## Compito da svolgere
Trova nell'elenco qui sotto ogni riga che contiene la parola "wooden" e ricopiala. Maiuscole e minuscole contano.

Dati memorizzati
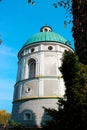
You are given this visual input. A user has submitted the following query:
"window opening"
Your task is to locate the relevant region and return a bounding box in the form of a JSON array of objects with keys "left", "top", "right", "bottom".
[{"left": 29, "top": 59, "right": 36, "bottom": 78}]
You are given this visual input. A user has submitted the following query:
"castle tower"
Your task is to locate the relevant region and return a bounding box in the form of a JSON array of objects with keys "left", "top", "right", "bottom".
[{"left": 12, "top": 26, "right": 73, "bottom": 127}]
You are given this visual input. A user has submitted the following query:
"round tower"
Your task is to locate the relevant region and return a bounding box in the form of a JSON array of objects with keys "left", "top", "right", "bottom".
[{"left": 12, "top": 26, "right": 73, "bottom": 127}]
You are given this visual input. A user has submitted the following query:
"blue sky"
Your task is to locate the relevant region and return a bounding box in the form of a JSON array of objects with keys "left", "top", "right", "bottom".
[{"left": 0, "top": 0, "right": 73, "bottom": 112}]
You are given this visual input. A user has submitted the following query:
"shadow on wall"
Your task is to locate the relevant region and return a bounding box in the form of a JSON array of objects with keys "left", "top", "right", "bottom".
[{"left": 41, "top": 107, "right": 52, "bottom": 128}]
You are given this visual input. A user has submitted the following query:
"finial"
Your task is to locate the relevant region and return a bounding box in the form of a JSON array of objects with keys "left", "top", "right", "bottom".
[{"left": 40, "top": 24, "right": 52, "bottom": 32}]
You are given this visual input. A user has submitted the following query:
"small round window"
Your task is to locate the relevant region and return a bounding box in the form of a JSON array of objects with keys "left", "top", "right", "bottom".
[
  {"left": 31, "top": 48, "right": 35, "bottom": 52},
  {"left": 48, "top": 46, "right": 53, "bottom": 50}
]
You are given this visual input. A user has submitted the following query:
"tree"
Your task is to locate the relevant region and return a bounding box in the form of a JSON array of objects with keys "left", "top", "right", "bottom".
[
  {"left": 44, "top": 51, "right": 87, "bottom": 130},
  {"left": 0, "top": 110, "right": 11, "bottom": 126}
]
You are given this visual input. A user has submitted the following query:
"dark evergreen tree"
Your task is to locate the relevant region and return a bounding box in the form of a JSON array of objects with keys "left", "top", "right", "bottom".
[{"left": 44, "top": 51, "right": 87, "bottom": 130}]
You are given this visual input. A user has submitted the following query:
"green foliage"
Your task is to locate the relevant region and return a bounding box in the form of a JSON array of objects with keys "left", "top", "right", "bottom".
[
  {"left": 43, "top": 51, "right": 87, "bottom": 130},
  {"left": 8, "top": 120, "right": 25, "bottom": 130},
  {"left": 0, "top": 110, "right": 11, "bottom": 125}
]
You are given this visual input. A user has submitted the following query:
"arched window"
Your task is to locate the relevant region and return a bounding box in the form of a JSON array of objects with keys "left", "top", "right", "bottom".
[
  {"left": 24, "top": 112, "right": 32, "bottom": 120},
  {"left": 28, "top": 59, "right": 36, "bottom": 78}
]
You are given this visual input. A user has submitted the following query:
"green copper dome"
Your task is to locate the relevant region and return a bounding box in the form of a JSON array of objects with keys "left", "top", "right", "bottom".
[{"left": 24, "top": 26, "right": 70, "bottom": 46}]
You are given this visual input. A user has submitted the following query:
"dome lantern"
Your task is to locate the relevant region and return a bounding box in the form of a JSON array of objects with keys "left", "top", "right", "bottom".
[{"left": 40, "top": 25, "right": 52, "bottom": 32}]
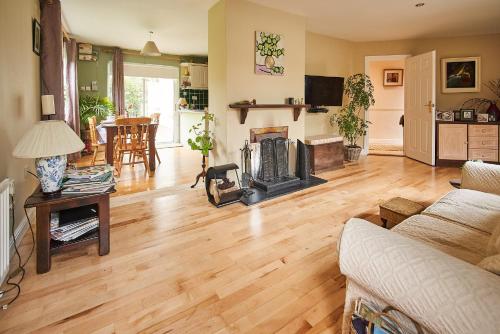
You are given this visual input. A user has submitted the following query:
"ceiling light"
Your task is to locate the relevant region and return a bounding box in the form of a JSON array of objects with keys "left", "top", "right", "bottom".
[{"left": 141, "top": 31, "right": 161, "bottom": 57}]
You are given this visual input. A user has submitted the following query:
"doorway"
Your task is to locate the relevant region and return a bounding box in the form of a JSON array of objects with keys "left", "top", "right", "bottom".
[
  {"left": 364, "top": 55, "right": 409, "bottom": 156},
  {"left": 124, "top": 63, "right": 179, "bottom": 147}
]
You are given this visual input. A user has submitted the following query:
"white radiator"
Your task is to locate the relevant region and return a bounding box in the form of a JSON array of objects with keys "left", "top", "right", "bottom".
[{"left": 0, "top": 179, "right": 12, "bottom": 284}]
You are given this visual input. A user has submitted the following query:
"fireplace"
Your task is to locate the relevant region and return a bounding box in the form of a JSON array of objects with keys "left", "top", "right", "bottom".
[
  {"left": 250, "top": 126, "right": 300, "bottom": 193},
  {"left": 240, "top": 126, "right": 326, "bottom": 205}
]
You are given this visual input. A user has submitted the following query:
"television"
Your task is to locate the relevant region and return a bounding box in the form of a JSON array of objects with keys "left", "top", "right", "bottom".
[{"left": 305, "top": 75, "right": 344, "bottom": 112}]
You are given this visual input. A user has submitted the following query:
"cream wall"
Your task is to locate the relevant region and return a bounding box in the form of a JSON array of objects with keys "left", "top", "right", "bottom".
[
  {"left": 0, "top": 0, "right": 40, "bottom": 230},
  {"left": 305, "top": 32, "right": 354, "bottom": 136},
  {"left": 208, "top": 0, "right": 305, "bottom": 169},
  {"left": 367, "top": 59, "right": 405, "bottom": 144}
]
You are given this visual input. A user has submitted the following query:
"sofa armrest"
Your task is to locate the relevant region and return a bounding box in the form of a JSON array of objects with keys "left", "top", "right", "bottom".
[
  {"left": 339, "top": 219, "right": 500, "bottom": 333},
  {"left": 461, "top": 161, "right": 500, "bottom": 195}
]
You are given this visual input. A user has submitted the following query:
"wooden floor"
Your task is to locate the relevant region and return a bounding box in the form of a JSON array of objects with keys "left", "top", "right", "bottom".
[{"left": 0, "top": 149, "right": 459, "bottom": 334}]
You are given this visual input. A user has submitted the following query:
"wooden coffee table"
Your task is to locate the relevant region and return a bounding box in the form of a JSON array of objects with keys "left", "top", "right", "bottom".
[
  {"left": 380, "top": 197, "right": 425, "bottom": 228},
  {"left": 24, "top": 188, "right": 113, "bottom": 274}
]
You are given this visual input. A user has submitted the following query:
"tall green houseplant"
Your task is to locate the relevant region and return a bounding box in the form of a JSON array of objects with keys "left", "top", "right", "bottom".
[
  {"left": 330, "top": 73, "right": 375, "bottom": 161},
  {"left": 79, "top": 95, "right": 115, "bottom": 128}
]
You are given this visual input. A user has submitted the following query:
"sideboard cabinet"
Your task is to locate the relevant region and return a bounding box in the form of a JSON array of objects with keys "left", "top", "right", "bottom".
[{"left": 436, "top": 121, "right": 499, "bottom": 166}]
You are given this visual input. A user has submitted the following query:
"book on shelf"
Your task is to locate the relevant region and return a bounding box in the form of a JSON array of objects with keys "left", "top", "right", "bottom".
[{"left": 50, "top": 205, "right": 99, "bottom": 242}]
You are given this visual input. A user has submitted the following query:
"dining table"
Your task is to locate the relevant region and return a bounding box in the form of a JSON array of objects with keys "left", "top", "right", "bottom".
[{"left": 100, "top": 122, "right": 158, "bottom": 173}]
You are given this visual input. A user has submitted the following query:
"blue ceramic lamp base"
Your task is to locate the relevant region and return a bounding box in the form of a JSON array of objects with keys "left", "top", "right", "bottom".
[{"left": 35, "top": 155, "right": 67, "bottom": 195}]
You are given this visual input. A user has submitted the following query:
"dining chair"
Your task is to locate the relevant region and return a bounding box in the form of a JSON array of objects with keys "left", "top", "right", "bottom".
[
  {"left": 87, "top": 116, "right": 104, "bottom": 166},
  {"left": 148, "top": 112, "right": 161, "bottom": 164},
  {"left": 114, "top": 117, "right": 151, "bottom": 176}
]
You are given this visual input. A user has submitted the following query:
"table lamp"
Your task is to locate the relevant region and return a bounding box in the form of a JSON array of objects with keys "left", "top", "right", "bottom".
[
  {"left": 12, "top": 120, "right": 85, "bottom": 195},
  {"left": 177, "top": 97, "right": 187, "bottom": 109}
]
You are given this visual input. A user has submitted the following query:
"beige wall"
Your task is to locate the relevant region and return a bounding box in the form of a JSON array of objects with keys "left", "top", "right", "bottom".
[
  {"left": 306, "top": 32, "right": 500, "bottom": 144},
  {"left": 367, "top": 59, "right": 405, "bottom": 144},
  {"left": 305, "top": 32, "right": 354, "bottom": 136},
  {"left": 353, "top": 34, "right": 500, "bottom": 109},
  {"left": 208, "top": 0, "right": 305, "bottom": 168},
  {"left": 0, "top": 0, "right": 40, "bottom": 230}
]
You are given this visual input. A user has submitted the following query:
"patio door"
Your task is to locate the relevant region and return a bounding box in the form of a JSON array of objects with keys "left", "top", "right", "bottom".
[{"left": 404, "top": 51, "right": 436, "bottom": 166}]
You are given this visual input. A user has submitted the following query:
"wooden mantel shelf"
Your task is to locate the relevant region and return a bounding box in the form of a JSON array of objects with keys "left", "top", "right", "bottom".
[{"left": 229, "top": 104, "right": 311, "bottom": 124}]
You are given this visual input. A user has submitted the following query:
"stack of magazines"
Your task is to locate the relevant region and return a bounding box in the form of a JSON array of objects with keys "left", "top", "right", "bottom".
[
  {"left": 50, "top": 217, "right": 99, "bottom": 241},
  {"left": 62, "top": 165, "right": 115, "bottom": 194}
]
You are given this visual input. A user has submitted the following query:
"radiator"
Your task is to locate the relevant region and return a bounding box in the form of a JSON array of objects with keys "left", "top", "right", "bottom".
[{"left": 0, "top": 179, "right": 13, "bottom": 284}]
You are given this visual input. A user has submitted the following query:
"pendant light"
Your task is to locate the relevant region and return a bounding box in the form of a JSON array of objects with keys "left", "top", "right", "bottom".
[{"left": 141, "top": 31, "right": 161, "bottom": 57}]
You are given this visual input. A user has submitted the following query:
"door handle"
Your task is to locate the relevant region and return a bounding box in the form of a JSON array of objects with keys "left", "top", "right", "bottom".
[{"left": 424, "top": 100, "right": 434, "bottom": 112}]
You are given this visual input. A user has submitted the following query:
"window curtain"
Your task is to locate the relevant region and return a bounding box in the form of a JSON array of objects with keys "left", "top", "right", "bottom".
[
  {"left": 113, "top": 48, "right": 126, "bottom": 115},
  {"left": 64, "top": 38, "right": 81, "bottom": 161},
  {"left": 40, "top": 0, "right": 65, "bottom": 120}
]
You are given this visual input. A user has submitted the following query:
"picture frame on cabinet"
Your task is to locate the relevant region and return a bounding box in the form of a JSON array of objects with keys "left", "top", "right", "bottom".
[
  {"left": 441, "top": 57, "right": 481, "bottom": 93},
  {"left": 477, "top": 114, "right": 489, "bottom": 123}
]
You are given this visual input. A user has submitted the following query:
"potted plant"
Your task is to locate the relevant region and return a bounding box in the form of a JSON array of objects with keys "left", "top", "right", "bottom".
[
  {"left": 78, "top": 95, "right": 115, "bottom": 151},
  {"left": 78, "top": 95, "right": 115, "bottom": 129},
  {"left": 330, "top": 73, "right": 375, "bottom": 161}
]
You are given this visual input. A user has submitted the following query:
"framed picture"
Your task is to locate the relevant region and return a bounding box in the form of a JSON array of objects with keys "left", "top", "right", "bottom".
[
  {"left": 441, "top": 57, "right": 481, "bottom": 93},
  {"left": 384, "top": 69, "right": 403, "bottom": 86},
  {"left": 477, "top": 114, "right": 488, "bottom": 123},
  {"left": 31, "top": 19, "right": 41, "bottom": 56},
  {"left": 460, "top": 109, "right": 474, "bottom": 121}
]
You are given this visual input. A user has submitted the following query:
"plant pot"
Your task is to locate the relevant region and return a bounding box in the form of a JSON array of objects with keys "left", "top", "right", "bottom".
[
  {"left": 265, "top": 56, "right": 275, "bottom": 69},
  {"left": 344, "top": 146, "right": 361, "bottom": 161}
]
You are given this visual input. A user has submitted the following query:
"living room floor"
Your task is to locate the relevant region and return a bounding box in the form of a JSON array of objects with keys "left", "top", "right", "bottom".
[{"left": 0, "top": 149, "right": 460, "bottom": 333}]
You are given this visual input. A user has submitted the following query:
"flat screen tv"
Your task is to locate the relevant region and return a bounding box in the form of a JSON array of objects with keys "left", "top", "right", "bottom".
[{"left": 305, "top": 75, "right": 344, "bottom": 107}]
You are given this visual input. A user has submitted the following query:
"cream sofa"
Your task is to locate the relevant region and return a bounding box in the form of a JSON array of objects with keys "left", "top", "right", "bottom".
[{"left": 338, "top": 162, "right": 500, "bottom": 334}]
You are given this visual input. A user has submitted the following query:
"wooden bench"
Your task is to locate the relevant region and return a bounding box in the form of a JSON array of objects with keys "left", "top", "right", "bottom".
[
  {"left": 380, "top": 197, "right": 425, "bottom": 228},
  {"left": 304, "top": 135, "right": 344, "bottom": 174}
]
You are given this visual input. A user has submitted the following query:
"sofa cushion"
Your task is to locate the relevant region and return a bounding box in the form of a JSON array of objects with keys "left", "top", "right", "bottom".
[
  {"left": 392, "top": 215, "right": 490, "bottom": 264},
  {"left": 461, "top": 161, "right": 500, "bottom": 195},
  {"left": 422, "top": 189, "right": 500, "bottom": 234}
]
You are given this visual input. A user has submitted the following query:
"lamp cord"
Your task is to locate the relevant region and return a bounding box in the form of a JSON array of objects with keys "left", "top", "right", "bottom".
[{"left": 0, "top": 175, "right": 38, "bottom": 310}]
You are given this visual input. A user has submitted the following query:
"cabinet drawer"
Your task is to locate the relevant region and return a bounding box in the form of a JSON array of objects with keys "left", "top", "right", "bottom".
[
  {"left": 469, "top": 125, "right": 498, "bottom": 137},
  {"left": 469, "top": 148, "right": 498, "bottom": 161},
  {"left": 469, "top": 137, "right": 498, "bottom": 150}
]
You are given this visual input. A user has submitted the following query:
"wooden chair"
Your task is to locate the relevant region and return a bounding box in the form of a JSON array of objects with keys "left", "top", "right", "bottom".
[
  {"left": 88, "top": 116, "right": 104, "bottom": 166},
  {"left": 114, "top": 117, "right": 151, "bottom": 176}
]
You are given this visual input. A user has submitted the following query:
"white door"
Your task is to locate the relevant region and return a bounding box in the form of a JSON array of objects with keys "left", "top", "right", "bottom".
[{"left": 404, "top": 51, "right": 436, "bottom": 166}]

## Soluzione del compito
"wooden floor"
"wooden coffee table"
"wooden mantel shelf"
"wooden bench"
"wooden chair"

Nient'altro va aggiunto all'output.